Information shown: Begin

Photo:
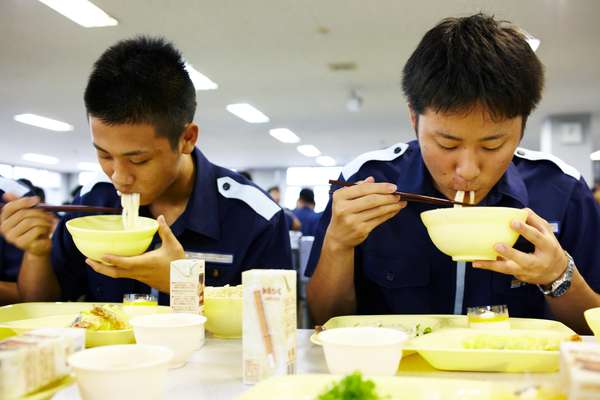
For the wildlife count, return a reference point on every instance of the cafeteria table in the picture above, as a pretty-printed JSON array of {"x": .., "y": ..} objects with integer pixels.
[{"x": 215, "y": 371}]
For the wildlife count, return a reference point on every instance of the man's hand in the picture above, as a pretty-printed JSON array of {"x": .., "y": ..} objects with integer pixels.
[
  {"x": 546, "y": 264},
  {"x": 151, "y": 268},
  {"x": 25, "y": 227},
  {"x": 357, "y": 210}
]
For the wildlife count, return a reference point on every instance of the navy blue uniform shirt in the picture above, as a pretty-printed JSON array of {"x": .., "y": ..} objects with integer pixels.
[
  {"x": 228, "y": 221},
  {"x": 398, "y": 270},
  {"x": 10, "y": 261},
  {"x": 10, "y": 256}
]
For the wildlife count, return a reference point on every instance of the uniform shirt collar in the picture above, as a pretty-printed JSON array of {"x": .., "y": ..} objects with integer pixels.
[
  {"x": 201, "y": 214},
  {"x": 417, "y": 179}
]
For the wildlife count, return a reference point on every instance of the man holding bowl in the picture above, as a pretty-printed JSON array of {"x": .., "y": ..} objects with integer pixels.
[
  {"x": 471, "y": 84},
  {"x": 140, "y": 104}
]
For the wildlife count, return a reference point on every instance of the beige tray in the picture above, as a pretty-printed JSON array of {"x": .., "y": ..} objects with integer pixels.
[
  {"x": 19, "y": 318},
  {"x": 302, "y": 387},
  {"x": 408, "y": 323}
]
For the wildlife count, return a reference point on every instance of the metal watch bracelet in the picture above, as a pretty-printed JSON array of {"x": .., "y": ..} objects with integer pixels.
[{"x": 563, "y": 282}]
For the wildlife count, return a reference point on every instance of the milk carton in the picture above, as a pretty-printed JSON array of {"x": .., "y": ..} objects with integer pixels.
[
  {"x": 187, "y": 286},
  {"x": 269, "y": 323}
]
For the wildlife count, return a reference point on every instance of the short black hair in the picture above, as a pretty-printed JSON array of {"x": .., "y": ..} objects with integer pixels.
[
  {"x": 246, "y": 175},
  {"x": 142, "y": 80},
  {"x": 474, "y": 61},
  {"x": 307, "y": 195}
]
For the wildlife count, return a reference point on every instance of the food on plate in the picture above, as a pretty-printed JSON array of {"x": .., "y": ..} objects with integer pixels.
[
  {"x": 102, "y": 318},
  {"x": 36, "y": 359},
  {"x": 488, "y": 317},
  {"x": 412, "y": 331},
  {"x": 352, "y": 386},
  {"x": 515, "y": 342}
]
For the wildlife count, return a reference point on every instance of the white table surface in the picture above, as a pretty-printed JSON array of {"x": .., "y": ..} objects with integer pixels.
[{"x": 215, "y": 371}]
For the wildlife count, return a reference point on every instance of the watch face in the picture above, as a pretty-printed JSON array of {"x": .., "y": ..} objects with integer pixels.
[{"x": 561, "y": 289}]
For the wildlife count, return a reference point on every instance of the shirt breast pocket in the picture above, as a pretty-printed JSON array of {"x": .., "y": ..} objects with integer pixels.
[
  {"x": 523, "y": 300},
  {"x": 396, "y": 285}
]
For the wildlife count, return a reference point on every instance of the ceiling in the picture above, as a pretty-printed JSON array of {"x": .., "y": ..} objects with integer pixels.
[{"x": 273, "y": 54}]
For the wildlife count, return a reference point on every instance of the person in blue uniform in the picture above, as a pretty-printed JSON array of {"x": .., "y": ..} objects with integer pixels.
[
  {"x": 471, "y": 83},
  {"x": 10, "y": 256},
  {"x": 305, "y": 212},
  {"x": 10, "y": 264},
  {"x": 140, "y": 102}
]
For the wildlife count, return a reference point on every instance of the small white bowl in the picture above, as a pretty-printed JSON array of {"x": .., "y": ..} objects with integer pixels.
[
  {"x": 182, "y": 333},
  {"x": 370, "y": 350},
  {"x": 121, "y": 372}
]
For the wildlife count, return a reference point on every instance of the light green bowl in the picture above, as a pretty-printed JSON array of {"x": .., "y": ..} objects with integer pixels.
[
  {"x": 98, "y": 235},
  {"x": 470, "y": 233},
  {"x": 224, "y": 317}
]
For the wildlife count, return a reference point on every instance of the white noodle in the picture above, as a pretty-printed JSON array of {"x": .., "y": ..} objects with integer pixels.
[
  {"x": 131, "y": 209},
  {"x": 460, "y": 197}
]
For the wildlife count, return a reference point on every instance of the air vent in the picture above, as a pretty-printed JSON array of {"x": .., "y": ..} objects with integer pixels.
[{"x": 342, "y": 66}]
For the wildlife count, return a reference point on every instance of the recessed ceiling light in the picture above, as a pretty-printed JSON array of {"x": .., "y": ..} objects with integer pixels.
[
  {"x": 308, "y": 150},
  {"x": 248, "y": 113},
  {"x": 284, "y": 135},
  {"x": 40, "y": 158},
  {"x": 326, "y": 161},
  {"x": 43, "y": 122},
  {"x": 88, "y": 166},
  {"x": 200, "y": 81},
  {"x": 82, "y": 12}
]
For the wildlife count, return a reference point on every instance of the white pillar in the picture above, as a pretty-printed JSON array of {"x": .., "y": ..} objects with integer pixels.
[{"x": 570, "y": 138}]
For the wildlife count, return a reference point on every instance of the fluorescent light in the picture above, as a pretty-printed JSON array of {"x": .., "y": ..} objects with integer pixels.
[
  {"x": 43, "y": 122},
  {"x": 88, "y": 166},
  {"x": 326, "y": 161},
  {"x": 308, "y": 150},
  {"x": 284, "y": 135},
  {"x": 533, "y": 42},
  {"x": 200, "y": 81},
  {"x": 40, "y": 158},
  {"x": 248, "y": 113},
  {"x": 82, "y": 12}
]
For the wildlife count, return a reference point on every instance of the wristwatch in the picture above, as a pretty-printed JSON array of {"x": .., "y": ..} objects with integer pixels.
[{"x": 563, "y": 283}]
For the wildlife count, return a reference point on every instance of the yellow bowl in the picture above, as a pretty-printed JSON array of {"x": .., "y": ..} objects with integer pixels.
[
  {"x": 470, "y": 233},
  {"x": 224, "y": 316},
  {"x": 98, "y": 235},
  {"x": 592, "y": 317}
]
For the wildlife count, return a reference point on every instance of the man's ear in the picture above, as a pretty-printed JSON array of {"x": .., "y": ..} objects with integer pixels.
[
  {"x": 189, "y": 138},
  {"x": 414, "y": 118}
]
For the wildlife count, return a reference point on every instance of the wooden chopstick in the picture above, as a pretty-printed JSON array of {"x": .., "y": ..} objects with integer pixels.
[
  {"x": 412, "y": 196},
  {"x": 74, "y": 208}
]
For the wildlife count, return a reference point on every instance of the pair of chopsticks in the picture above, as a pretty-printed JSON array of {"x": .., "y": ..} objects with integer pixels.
[
  {"x": 74, "y": 208},
  {"x": 412, "y": 196}
]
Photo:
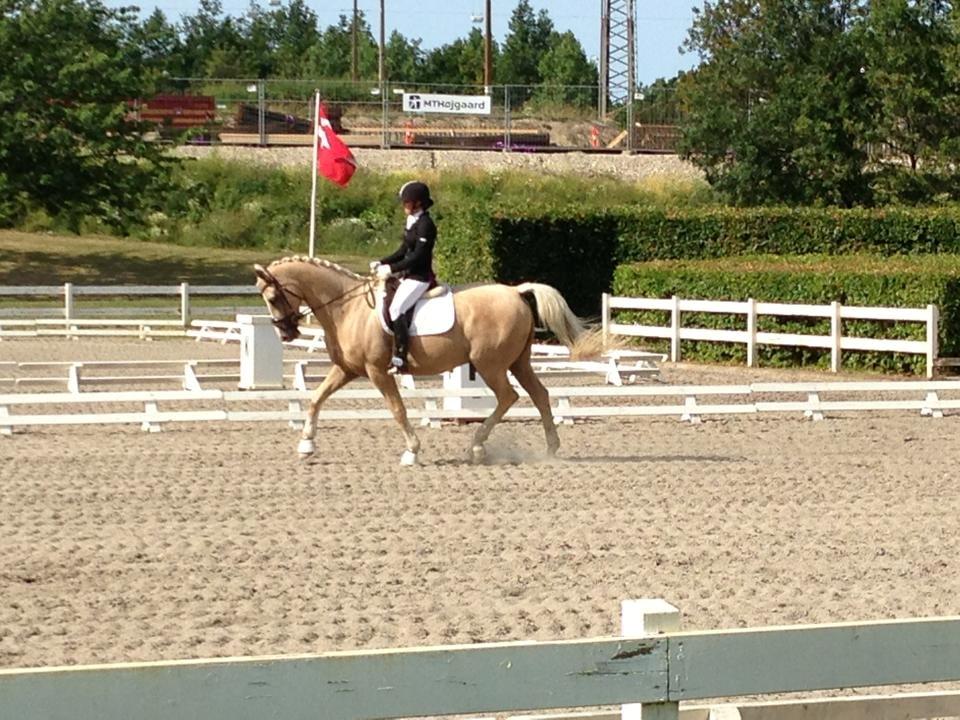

Information shown: End

Please write the material out again exactly as shown above, minus any pictures.

- Solution to the problem:
Photo:
For the wildlife count, return a reference point on every instance of the cafeteria table in the picture above, as a pretty-printed JSON array of {"x": .., "y": ..} objects with integer pixels.
[{"x": 215, "y": 371}]
For the wildlife count, return a reference point on every instance of the man's hand in the picture above, as a pretty-printed JSON array of {"x": .., "y": ..} objects with integer pixels.
[
  {"x": 546, "y": 264},
  {"x": 151, "y": 268},
  {"x": 25, "y": 227},
  {"x": 357, "y": 210}
]
For the wildlife count, return a reference point on every instance of the navy blue uniform shirt in the picture above, as a pretty-printed JSON array of {"x": .., "y": ..} objects with integer pixels.
[
  {"x": 228, "y": 221},
  {"x": 398, "y": 270},
  {"x": 10, "y": 261},
  {"x": 10, "y": 256}
]
For the wildlife count, return a reference point on every instance of the uniform shirt collar in the picture above, as a pretty-printed JSON array of {"x": .., "y": ..} objects with integer pixels.
[
  {"x": 201, "y": 214},
  {"x": 417, "y": 179}
]
For the wildlife count, return a reference point on every instance of the man holding bowl in the picture above, as a pretty-printed JSON array of {"x": .., "y": ..} objects with integer pixels.
[
  {"x": 471, "y": 84},
  {"x": 140, "y": 104}
]
For the wildlife count, return a reference point on every instance of the beige tray in the picture above, as a pretty-printed JSON array of {"x": .., "y": ..} objects with integer pixels.
[
  {"x": 19, "y": 318},
  {"x": 302, "y": 387},
  {"x": 408, "y": 323}
]
For the wildlife count, return a reference point on every instance of the metal watch bracelet in the picture above, as a pretty-printed JSON array of {"x": .., "y": ..} objects with integer pixels.
[{"x": 563, "y": 282}]
For the wildlife count, return a reference point on every instance of the milk carton in the picture above, as a pretty-printed JSON array of {"x": .., "y": ..} objects with integer pixels.
[
  {"x": 187, "y": 286},
  {"x": 269, "y": 323}
]
For the wildlife count, return a reference point on every instance of the short black hair in the picture above, as a pretty-printed JSON array of {"x": .., "y": ..} objects with integer pixels.
[
  {"x": 246, "y": 175},
  {"x": 142, "y": 80},
  {"x": 474, "y": 61},
  {"x": 307, "y": 195}
]
For the wildlife count, return a reference point on every instance of the food on plate in the picture above, as a pretty-printed JSON array of {"x": .., "y": ..} objects with integer pixels.
[
  {"x": 102, "y": 318},
  {"x": 36, "y": 359},
  {"x": 488, "y": 317},
  {"x": 412, "y": 331},
  {"x": 352, "y": 386},
  {"x": 515, "y": 342}
]
For the wildlife count, return a reference point on every instance of the white table surface in the picture above, as a pretty-printed JSON array of {"x": .., "y": ..} objects with integer pixels.
[{"x": 215, "y": 371}]
For the wildlife count, return a reference point on every instance of the watch face in the picture above, as a pretty-printed JSON array of {"x": .., "y": ..} objects with integer pixels.
[{"x": 561, "y": 289}]
For the wildlife count, return a reference point on every instance of the shirt breast pocket in the picture above, as a pretty-printed JSON array of {"x": .., "y": ..} objects with integer pixels.
[
  {"x": 523, "y": 300},
  {"x": 396, "y": 285}
]
For the wildlife count, return a reference point on every instance of the ceiling in the picture above, as a pretty-printed JSON array of {"x": .., "y": ..} objects with integer pixels.
[{"x": 273, "y": 54}]
For the wildlife count, return a reference point on every instance of the person in blue uniform in the picture above, as a pretty-printed JSON array of {"x": .., "y": ..} objects with integer pixels.
[
  {"x": 471, "y": 83},
  {"x": 10, "y": 256},
  {"x": 305, "y": 212},
  {"x": 10, "y": 264},
  {"x": 140, "y": 102}
]
For the wildlife count, return a reference point on every instance of the small white bowl in the picture above, as a pretty-printed JSON array of {"x": .., "y": ..} objects with integer pixels.
[
  {"x": 182, "y": 333},
  {"x": 370, "y": 350},
  {"x": 121, "y": 372}
]
For the wildlife count, return a reference point on every instance of the light green bowl in the picture above, as a pretty-printed JSON array of {"x": .., "y": ..} objects with integer pixels.
[
  {"x": 98, "y": 235},
  {"x": 470, "y": 233},
  {"x": 224, "y": 317}
]
For the wildlife count, return a reference point on every instance of the white noodle in the picture above, as a pretty-printed JSON array of {"x": .., "y": ..} objects with integer pixels.
[
  {"x": 131, "y": 209},
  {"x": 460, "y": 197}
]
For the wildlife count, return a reference point on every instance of the air vent in the picture above, as a pretty-printed JSON array of {"x": .., "y": ..} objects with integer pixels.
[{"x": 342, "y": 66}]
For the wildlife count, return a reference point on every instance of the recessed ceiling light in the picture above, as a pretty-printed JSON array of {"x": .., "y": ..} objects with integer pixels.
[
  {"x": 308, "y": 150},
  {"x": 248, "y": 113},
  {"x": 284, "y": 135},
  {"x": 40, "y": 158},
  {"x": 326, "y": 161},
  {"x": 43, "y": 122},
  {"x": 88, "y": 166},
  {"x": 200, "y": 81},
  {"x": 82, "y": 12}
]
For the wildlife count, return a reference point on every instance of the white pillar in the picture above, as a pretty-printed JSON array of {"x": .., "y": ..} objects with integer pixels.
[{"x": 570, "y": 138}]
For the wildlife count, return a reference point on every instance of the fluorescent light in the picture above, as a pretty-printed JSON array of {"x": .., "y": ..} objects with integer pixels.
[
  {"x": 43, "y": 122},
  {"x": 88, "y": 166},
  {"x": 326, "y": 161},
  {"x": 308, "y": 150},
  {"x": 284, "y": 135},
  {"x": 533, "y": 42},
  {"x": 200, "y": 81},
  {"x": 40, "y": 158},
  {"x": 248, "y": 113},
  {"x": 82, "y": 12}
]
For the wildlife count, return a reference point on every instance of the wristwatch in the picture above, as a pretty-printed JSON array of {"x": .., "y": ..} objects with integer pixels.
[{"x": 563, "y": 283}]
For the wildlife count, return a reference point on every instance of the yellow bowl in the picture above, as a pretty-printed JSON array of {"x": .., "y": ..} objects with integer pixels.
[
  {"x": 470, "y": 233},
  {"x": 224, "y": 316},
  {"x": 98, "y": 235},
  {"x": 592, "y": 317}
]
For the wildlife count, return a reference point on every instance of the man's ear in the picture above, as a pretty-printed JSON array of {"x": .., "y": ..} objects with integer pixels.
[
  {"x": 189, "y": 138},
  {"x": 414, "y": 118}
]
For the wildlife count, return a reference point on every instance of the wooden chopstick in the picture above, as a pretty-printed JSON array of {"x": .., "y": ..} objects with integer pixels.
[
  {"x": 412, "y": 196},
  {"x": 74, "y": 208}
]
For the wildlife count, return a reference point on every instance of the pair of chopsticks in the picture above, as a pretty-printed JSON array of {"x": .., "y": ..} objects with integer pixels.
[
  {"x": 74, "y": 208},
  {"x": 412, "y": 196}
]
Photo:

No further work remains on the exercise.